■ Goal of the exercise ■
An unchanged copy of every record below, without pictures, is the goal.

START Data for analysis

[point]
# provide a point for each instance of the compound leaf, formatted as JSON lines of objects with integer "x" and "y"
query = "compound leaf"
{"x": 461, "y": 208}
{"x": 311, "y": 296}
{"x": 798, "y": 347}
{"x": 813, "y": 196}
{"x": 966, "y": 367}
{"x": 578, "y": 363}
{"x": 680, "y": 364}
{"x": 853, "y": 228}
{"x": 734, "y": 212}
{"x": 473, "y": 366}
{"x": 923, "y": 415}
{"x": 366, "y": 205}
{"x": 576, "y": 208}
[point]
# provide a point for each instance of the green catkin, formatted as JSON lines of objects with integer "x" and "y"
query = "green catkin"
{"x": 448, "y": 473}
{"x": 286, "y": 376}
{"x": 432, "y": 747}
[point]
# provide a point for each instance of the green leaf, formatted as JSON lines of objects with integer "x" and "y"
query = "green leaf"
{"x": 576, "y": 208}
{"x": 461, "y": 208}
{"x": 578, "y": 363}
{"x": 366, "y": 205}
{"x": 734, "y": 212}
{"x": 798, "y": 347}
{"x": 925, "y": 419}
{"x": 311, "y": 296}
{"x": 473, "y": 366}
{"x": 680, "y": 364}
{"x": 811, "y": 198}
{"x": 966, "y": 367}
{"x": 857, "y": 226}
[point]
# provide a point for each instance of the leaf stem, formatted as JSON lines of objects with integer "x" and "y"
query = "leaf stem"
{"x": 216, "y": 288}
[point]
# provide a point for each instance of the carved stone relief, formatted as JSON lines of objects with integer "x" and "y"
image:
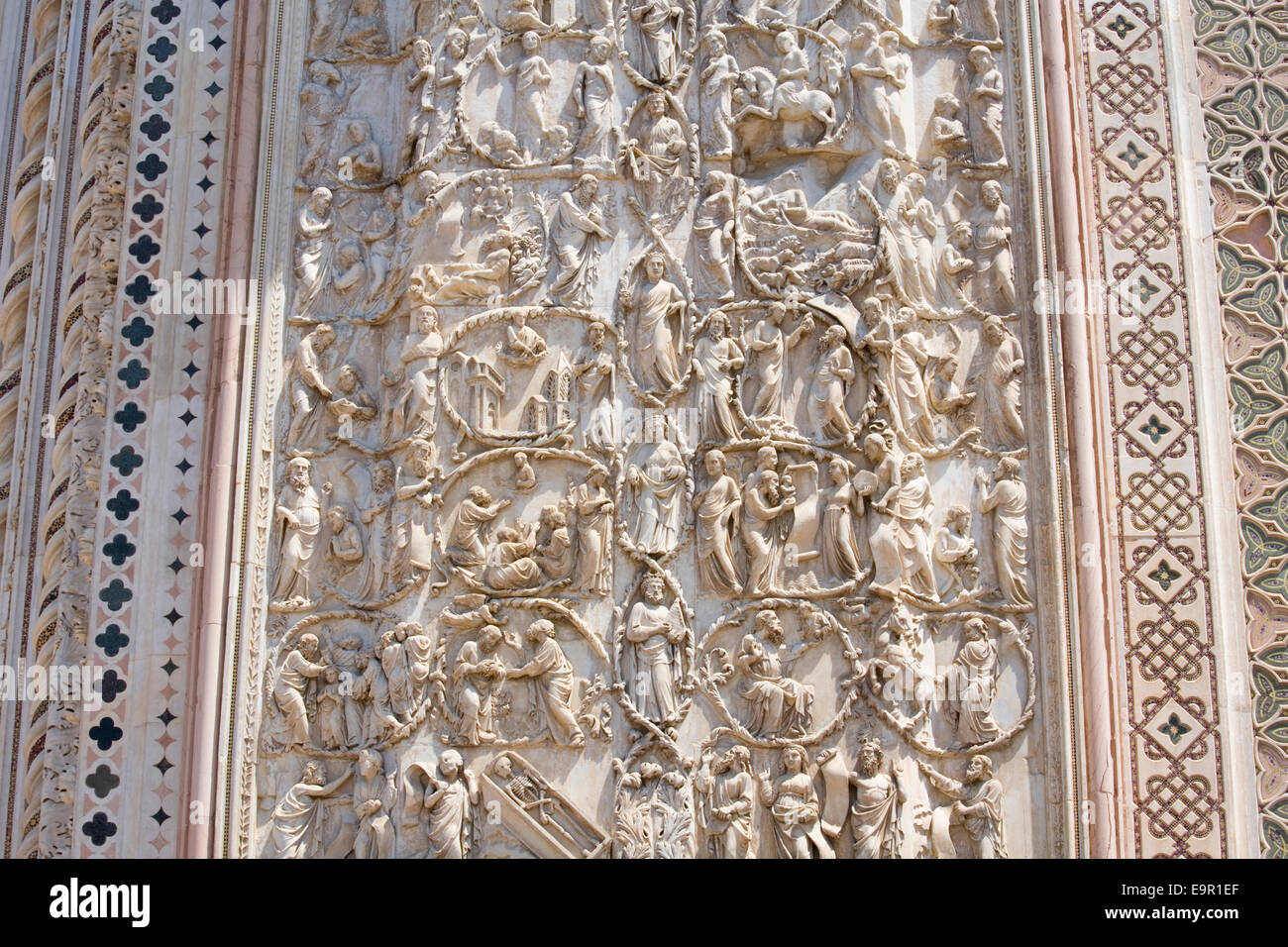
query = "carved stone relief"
{"x": 660, "y": 406}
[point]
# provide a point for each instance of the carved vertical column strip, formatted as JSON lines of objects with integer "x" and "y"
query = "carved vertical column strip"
{"x": 1095, "y": 684}
{"x": 219, "y": 590}
{"x": 48, "y": 406}
{"x": 16, "y": 253}
{"x": 85, "y": 324}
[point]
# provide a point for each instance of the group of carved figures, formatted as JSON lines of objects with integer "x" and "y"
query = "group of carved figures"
{"x": 805, "y": 822}
{"x": 837, "y": 356}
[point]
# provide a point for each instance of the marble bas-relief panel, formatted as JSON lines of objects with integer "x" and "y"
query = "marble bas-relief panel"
{"x": 661, "y": 445}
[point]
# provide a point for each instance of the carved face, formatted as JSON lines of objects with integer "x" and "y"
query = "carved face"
{"x": 889, "y": 174}
{"x": 450, "y": 764}
{"x": 870, "y": 758}
{"x": 297, "y": 475}
{"x": 874, "y": 447}
{"x": 794, "y": 759}
{"x": 769, "y": 628}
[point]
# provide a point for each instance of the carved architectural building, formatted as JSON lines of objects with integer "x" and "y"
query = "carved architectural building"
{"x": 644, "y": 428}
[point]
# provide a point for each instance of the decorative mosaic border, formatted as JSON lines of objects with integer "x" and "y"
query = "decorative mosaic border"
{"x": 133, "y": 748}
{"x": 1170, "y": 646}
{"x": 1243, "y": 84}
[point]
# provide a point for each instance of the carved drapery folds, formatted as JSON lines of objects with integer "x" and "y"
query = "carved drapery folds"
{"x": 656, "y": 405}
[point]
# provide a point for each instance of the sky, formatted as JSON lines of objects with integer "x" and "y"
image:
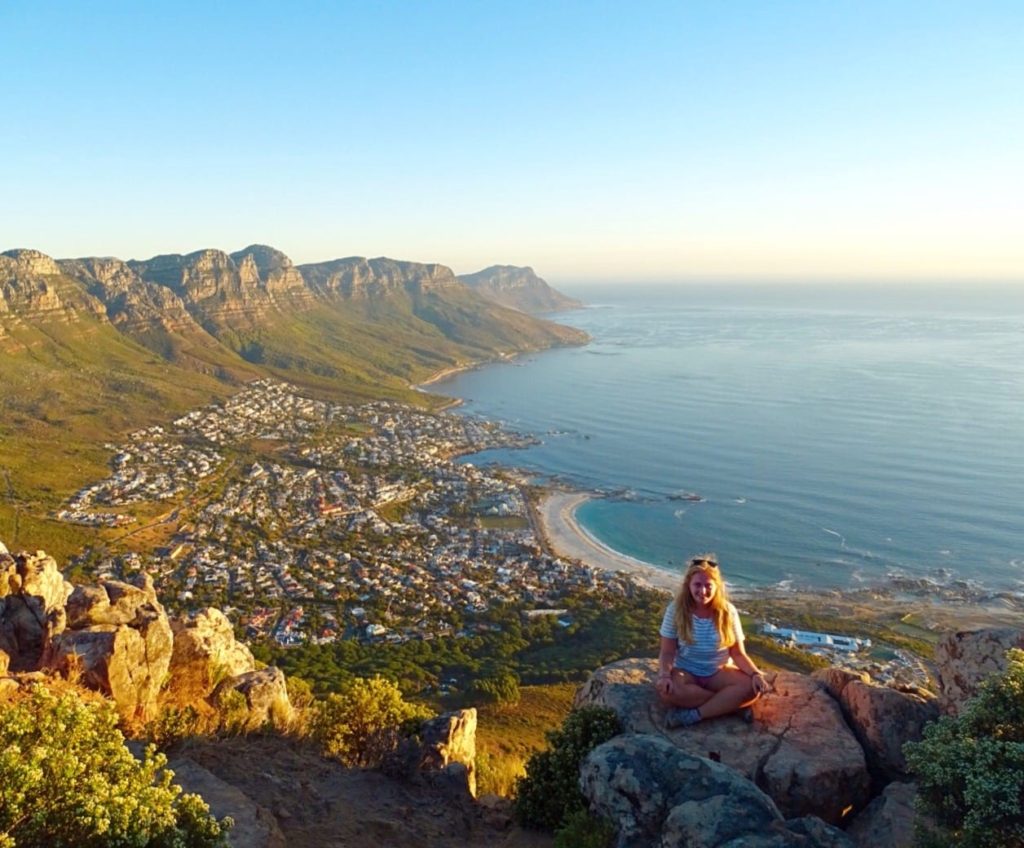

END Data for analysis

■ Written response ■
[point]
# provide a point for each instance of the compound leaf, formatted as JSON lines of objects with integer "x" and "y"
query = "compound leaf"
{"x": 461, "y": 208}
{"x": 311, "y": 296}
{"x": 798, "y": 347}
{"x": 813, "y": 196}
{"x": 966, "y": 367}
{"x": 578, "y": 363}
{"x": 680, "y": 364}
{"x": 853, "y": 228}
{"x": 734, "y": 212}
{"x": 473, "y": 366}
{"x": 923, "y": 415}
{"x": 366, "y": 205}
{"x": 576, "y": 208}
[point]
# provide a point for each instance of the green catkin, formatted as JSON lines of objects with integer "x" and "y"
query = "green catkin"
{"x": 448, "y": 473}
{"x": 286, "y": 376}
{"x": 432, "y": 747}
[point]
# provide a point for each instance of the green leaf, formatted as JSON lines of objects with integer "x" and "y"
query = "green leaf"
{"x": 576, "y": 208}
{"x": 461, "y": 208}
{"x": 578, "y": 363}
{"x": 366, "y": 205}
{"x": 734, "y": 212}
{"x": 798, "y": 347}
{"x": 925, "y": 419}
{"x": 311, "y": 296}
{"x": 473, "y": 366}
{"x": 680, "y": 364}
{"x": 811, "y": 198}
{"x": 966, "y": 367}
{"x": 857, "y": 226}
[point]
# provide a point for each instance of the leaf stem, formatted as JSON lines of objects with integer "x" and "y"
query = "leaf stem"
{"x": 216, "y": 288}
[point]
# provide a point for each instance of the carved stone relief, formatted as JSON lines of objects with integer "x" and "y"
image:
query = "carved stone relief"
{"x": 660, "y": 406}
[point]
# provide a point for each instance of the carved vertical column strip, formatted as JSON lines of objects with integer "x" and "y"
query = "carved vertical column strip"
{"x": 1095, "y": 684}
{"x": 219, "y": 590}
{"x": 48, "y": 406}
{"x": 16, "y": 253}
{"x": 85, "y": 324}
[point]
# provide a point for each instance of the group of carved figures, formatted as JSON lines of objects with integer "x" and "y"
query = "group of carved figures"
{"x": 805, "y": 822}
{"x": 837, "y": 356}
[point]
# provide a point for each instance of the marble bas-relief panel, formatted as JSON lines of objects with integer "x" and "y"
query = "marble bas-relief panel"
{"x": 661, "y": 445}
[point]
# provide a point for each instance of the carved face, formatted as JSON lines of objects with integer "x" and "y"
query = "carved face"
{"x": 889, "y": 174}
{"x": 450, "y": 764}
{"x": 870, "y": 758}
{"x": 297, "y": 475}
{"x": 874, "y": 447}
{"x": 794, "y": 759}
{"x": 769, "y": 628}
[point]
# provide a point for each instance of the carved architectural building, formatted as JSON lines of objects with integer "x" and "y"
query = "carved architectural building"
{"x": 644, "y": 428}
[point]
# provide a point for each instance of the decorative mosaic border, formatted as JSON lines of objects with integer "x" and "y"
query = "decorative mosaic border"
{"x": 133, "y": 748}
{"x": 1170, "y": 646}
{"x": 1243, "y": 84}
[point]
# provide a point for each instance of the carved drapery folds, formatted as JSON lines of objects with integer "x" and "y"
query = "carved drapery folds"
{"x": 656, "y": 405}
[point]
# provide a point for each instance of the sky, formatted as JSON lines of objects with integer "x" and "y"
image:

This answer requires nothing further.